Extrait source –
——————

9.5.2023, Sandra Imsand - photo: Jean-Luc Barmaverain
Le mathématicien Paul-Olivier Dehaye s’active depuis des années à révéler la face cachée de l’écosystème numérique. L’affaire Cambridge Analytica a notamment explosé au grand jour grâce à lui.
Cette année, la FRC met un accent particulier sur la question de l’influence et des données personnelles. Aussi lance-t-elle un projet collaboratif avec Hestia.ai, entreprise basée à Lausanne qui développe des outils pour comprendre ce qui est fait des données et par qui elles sont exploitées. À sa tête, Paul-Olivier Dehaye, mathématicien. On lui doit la médiatisation de l’affaire Cambridge Analytica en 2016, le plus grand scandale de scraping des données personnelles dévoilé jusqu’ici. Le scraping est une technique permettant d’extraire des informations de manière totalement automatique via des programmes informatiques. Elle a contribué à faire basculer les élections américaines en 2016 ainsi que le vote du Brexit. Présentation.

——————

Enregistrements présentés –
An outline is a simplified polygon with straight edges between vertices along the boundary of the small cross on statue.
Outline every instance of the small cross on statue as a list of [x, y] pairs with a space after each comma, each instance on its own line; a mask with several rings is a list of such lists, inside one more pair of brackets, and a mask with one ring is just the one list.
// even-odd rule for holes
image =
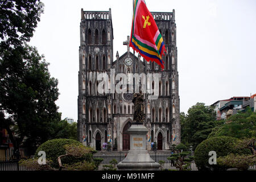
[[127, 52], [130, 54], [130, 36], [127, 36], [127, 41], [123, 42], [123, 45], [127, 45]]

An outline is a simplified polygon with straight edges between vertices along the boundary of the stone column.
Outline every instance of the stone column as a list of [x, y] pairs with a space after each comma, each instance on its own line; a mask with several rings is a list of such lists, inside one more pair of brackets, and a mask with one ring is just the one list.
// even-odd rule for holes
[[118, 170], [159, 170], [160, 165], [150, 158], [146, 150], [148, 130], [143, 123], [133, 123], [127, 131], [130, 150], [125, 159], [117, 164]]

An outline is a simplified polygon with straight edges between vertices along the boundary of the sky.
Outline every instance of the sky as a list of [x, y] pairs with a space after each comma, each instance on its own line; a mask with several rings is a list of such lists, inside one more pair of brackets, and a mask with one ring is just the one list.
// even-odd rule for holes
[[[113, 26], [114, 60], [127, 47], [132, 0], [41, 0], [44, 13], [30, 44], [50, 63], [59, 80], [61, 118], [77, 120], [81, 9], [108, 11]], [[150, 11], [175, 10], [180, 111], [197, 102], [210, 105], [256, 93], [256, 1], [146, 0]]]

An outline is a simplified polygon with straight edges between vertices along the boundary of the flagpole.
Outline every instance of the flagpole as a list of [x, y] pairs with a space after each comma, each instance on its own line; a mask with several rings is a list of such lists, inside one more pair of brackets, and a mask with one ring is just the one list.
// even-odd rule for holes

——————

Consigne –
Quelles sont toutes les personnes nommées dans l'extrait source ?

Réponse –
Sandra Imsand, Jean-Luc Barmaverain, Paul-Olivier Dehaye